Beginning at the line containing "Query: lanyard" in the material below and ending at the line containing "of the green", return each line exactly and add nothing.
START Provided information
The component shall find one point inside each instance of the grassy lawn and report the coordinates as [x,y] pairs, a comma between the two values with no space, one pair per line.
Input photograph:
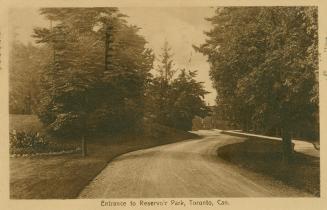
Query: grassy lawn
[264,156]
[64,176]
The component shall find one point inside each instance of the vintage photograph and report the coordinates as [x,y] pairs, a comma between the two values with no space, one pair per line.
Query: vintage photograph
[164,102]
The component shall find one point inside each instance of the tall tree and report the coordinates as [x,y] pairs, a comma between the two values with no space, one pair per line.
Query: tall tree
[175,101]
[264,65]
[98,72]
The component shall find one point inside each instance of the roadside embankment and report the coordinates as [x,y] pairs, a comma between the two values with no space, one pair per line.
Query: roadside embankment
[263,154]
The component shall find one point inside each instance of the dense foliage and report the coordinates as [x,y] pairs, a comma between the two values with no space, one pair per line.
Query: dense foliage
[264,64]
[174,100]
[97,75]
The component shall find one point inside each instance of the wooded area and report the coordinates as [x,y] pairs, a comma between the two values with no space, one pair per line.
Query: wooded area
[264,66]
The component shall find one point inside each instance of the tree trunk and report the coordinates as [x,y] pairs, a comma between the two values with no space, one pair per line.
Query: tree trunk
[287,145]
[84,147]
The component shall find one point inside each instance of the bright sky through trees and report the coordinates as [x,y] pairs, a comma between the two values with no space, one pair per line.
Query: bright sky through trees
[181,27]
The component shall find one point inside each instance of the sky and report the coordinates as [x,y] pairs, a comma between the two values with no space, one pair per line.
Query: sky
[182,27]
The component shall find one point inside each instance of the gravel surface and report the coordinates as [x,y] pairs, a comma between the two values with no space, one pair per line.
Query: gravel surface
[185,169]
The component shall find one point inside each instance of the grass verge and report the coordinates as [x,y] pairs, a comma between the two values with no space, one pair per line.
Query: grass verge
[264,156]
[64,176]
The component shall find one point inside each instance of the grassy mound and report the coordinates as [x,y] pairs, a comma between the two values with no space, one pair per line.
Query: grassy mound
[265,156]
[64,176]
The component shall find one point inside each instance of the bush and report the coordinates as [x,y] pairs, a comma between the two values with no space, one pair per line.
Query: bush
[32,143]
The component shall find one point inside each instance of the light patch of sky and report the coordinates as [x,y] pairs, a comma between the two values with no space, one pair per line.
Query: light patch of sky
[181,27]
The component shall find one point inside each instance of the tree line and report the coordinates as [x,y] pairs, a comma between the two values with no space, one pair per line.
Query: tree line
[91,71]
[264,66]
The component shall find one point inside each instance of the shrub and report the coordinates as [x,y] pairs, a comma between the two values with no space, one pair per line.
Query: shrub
[32,143]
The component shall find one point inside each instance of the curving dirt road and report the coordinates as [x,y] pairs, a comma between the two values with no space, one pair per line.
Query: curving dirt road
[185,169]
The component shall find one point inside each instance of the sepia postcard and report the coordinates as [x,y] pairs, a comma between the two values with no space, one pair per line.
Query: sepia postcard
[163,104]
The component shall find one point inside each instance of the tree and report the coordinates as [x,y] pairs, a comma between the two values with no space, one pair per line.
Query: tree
[176,101]
[264,65]
[188,96]
[96,79]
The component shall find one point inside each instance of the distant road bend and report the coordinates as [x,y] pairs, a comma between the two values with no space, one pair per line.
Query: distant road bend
[189,168]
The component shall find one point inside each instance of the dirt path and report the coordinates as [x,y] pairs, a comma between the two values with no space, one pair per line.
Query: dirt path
[184,169]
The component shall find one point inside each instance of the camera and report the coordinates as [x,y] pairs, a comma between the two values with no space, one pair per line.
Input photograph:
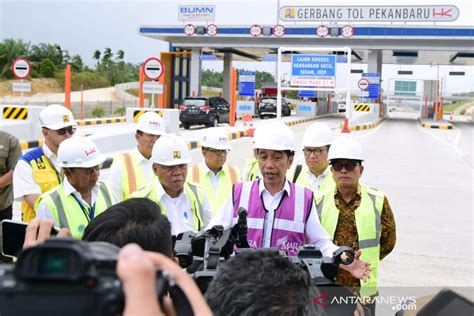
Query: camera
[66,277]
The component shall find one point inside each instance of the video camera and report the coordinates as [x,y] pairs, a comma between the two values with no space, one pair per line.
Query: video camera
[202,253]
[70,277]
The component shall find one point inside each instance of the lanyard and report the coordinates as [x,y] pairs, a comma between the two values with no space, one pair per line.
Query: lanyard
[88,212]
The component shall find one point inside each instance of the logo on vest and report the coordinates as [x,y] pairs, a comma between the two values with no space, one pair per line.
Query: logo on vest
[284,244]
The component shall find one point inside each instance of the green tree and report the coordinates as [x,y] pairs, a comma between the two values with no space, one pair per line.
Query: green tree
[47,68]
[11,49]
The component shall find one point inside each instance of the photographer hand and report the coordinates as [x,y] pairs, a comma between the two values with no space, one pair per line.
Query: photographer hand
[358,269]
[38,230]
[137,271]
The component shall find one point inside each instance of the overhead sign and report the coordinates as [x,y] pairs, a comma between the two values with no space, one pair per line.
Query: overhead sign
[322,31]
[374,84]
[196,12]
[363,84]
[393,13]
[21,86]
[21,68]
[313,70]
[247,83]
[152,87]
[153,68]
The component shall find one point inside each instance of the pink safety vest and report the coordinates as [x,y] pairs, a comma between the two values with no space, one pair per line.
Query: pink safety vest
[289,220]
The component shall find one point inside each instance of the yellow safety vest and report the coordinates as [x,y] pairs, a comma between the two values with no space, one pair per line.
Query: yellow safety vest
[44,175]
[70,213]
[303,179]
[251,164]
[367,218]
[132,177]
[227,179]
[194,193]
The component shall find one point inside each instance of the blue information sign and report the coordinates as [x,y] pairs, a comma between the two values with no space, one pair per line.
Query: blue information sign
[247,83]
[307,94]
[305,66]
[374,84]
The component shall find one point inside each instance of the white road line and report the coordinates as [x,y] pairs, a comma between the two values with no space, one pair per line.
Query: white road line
[456,149]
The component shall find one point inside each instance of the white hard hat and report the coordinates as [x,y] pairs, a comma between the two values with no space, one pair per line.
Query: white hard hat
[56,116]
[79,152]
[345,147]
[274,135]
[170,150]
[151,123]
[317,135]
[216,138]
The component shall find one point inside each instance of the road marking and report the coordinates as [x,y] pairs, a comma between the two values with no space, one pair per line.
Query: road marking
[455,147]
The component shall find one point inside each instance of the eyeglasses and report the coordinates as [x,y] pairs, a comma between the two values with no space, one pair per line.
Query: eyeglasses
[217,151]
[71,130]
[349,165]
[315,151]
[89,171]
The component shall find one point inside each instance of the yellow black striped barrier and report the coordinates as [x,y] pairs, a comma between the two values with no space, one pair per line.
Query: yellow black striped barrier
[15,113]
[138,113]
[101,121]
[362,107]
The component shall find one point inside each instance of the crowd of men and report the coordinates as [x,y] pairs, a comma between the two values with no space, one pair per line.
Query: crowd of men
[321,202]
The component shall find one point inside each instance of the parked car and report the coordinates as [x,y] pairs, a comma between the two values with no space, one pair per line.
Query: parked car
[267,107]
[341,106]
[209,111]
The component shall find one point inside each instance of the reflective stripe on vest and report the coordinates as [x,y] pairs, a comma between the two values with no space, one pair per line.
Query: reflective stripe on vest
[59,212]
[289,221]
[44,174]
[368,222]
[303,180]
[218,197]
[133,178]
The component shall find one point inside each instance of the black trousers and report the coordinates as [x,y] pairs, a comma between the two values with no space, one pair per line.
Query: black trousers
[6,214]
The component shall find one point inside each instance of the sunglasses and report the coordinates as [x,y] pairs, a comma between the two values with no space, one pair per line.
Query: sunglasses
[71,130]
[349,165]
[314,151]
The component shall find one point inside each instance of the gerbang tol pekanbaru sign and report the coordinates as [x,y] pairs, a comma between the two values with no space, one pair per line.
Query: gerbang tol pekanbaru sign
[422,13]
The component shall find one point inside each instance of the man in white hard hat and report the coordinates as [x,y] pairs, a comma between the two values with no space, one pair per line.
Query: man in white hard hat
[133,170]
[355,214]
[280,213]
[37,171]
[215,176]
[81,196]
[315,174]
[185,204]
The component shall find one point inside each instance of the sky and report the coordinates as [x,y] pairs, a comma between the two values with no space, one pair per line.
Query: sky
[84,26]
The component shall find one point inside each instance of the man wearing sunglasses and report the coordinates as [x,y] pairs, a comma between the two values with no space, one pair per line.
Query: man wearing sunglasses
[81,196]
[356,215]
[315,174]
[133,170]
[280,213]
[215,176]
[37,171]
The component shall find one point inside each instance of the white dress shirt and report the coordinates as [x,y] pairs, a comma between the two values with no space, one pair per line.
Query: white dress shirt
[23,181]
[315,233]
[179,210]
[44,212]
[116,173]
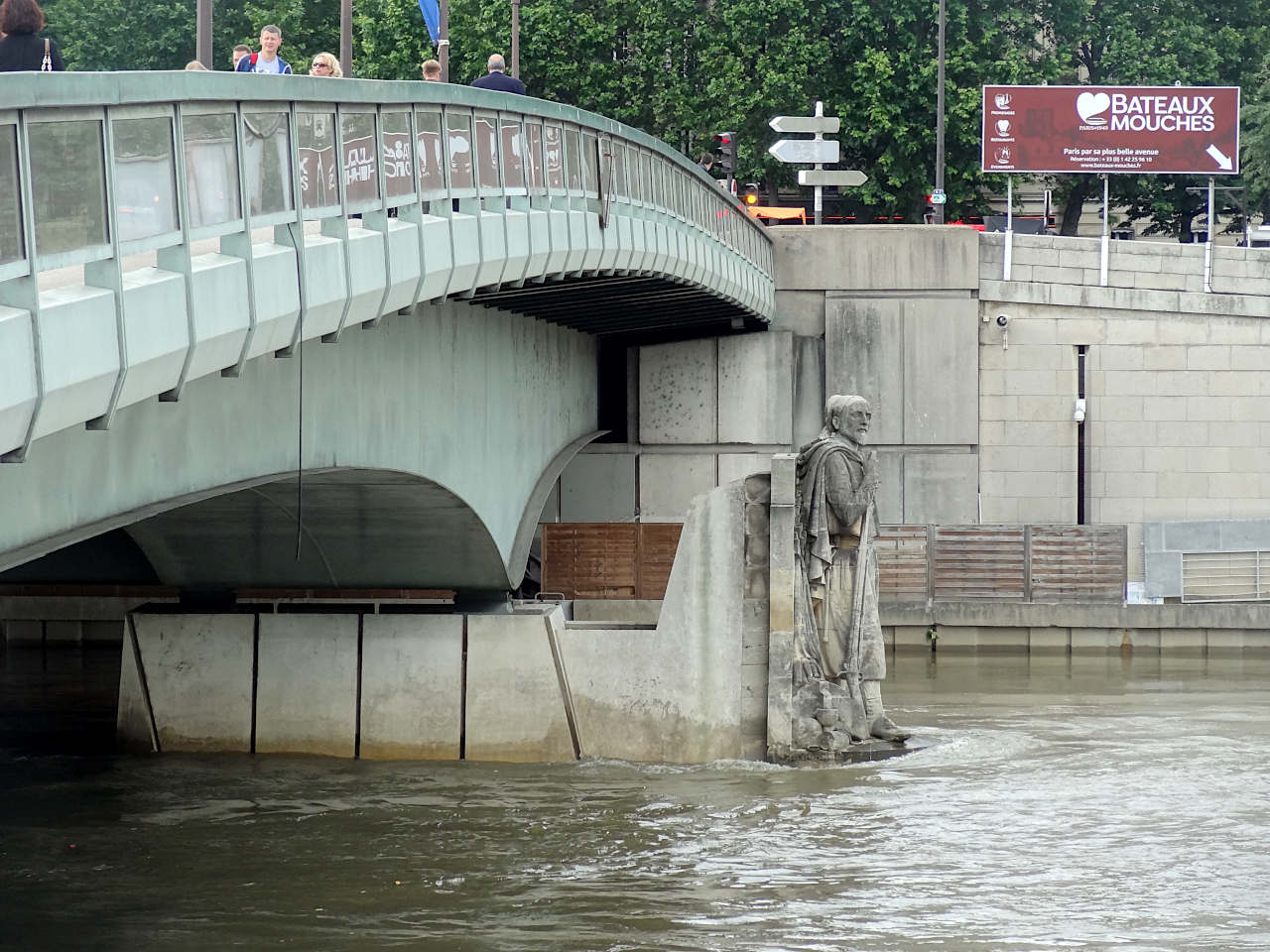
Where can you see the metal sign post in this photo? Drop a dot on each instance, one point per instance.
(1207, 249)
(818, 151)
(1105, 261)
(1008, 258)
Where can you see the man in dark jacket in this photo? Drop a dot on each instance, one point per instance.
(498, 77)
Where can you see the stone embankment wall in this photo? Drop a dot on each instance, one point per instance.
(1178, 421)
(973, 421)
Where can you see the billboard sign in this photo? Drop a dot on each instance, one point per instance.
(1118, 130)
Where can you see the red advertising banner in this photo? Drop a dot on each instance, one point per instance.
(1119, 130)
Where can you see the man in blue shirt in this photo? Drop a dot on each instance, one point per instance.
(498, 77)
(267, 60)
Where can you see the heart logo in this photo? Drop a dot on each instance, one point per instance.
(1091, 105)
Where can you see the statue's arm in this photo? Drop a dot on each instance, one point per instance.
(848, 499)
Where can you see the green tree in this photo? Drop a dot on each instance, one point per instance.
(1125, 42)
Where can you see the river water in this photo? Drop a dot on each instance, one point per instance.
(1055, 803)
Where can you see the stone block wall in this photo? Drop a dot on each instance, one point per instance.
(1178, 421)
(1146, 266)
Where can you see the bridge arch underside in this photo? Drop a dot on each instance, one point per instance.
(430, 443)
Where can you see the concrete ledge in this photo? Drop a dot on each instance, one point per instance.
(1171, 302)
(1242, 616)
(642, 611)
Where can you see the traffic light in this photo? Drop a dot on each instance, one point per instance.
(725, 145)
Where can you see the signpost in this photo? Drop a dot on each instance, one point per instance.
(1127, 130)
(1109, 131)
(818, 151)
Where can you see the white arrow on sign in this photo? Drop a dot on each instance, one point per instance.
(1220, 158)
(847, 178)
(806, 123)
(806, 150)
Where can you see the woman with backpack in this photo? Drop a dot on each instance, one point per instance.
(22, 49)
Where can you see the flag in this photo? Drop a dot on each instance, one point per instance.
(431, 10)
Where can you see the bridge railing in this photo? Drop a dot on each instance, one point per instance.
(164, 189)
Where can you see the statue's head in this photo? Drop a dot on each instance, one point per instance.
(847, 416)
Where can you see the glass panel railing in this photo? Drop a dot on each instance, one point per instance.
(534, 155)
(554, 150)
(432, 154)
(267, 157)
(617, 169)
(512, 153)
(211, 169)
(12, 245)
(145, 177)
(318, 181)
(572, 159)
(398, 154)
(67, 179)
(485, 139)
(458, 143)
(361, 159)
(589, 173)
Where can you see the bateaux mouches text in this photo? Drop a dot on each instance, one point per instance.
(1128, 130)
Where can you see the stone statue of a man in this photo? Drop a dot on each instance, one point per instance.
(837, 484)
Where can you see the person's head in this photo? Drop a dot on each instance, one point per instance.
(271, 39)
(325, 64)
(21, 17)
(848, 416)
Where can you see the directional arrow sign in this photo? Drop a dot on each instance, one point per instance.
(806, 123)
(848, 178)
(806, 150)
(1220, 158)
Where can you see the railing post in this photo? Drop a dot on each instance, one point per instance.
(380, 222)
(338, 227)
(413, 212)
(240, 246)
(180, 258)
(109, 275)
(296, 234)
(24, 293)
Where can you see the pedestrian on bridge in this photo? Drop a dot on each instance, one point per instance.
(267, 60)
(498, 77)
(23, 49)
(325, 64)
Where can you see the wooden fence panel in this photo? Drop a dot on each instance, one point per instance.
(659, 540)
(1079, 562)
(979, 562)
(608, 560)
(589, 560)
(903, 553)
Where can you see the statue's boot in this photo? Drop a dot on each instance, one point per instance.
(879, 724)
(884, 729)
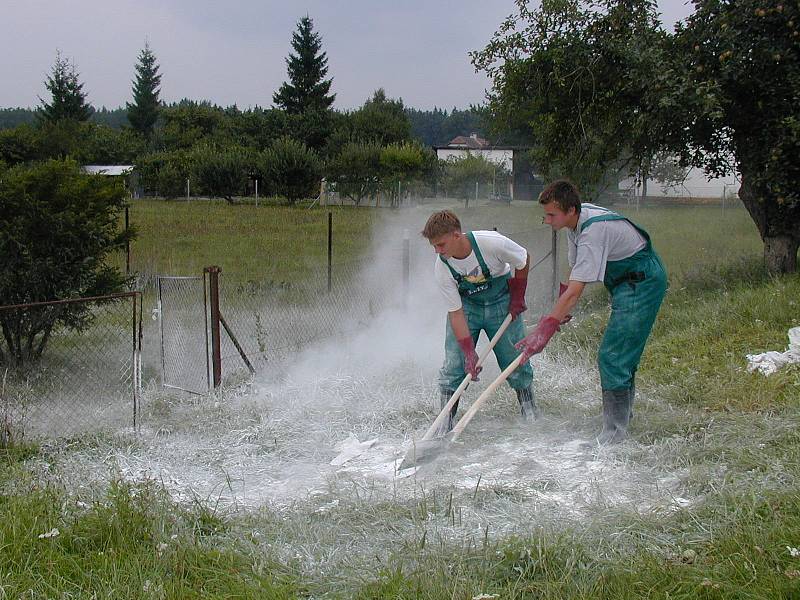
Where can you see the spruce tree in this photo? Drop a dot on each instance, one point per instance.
(68, 100)
(307, 88)
(143, 112)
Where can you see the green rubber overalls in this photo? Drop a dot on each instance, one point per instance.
(485, 305)
(637, 285)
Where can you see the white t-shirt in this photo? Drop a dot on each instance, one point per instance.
(603, 241)
(499, 253)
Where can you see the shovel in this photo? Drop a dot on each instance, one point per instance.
(415, 455)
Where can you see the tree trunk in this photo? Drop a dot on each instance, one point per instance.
(778, 224)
END Provided information
▶ **Answer below**
Query: lanyard
[88,212]
The component shall find one point inside each instance of the logo on vest and report the coordinates as [x,y] pairs, a comma between the two values with no space, one pair per line.
Query: logo on vest
[284,244]
The component shall find one point inside each instance of the green tree and report the coordinates as [x,y] pairs, a comma between the two values with no space, one pair per line.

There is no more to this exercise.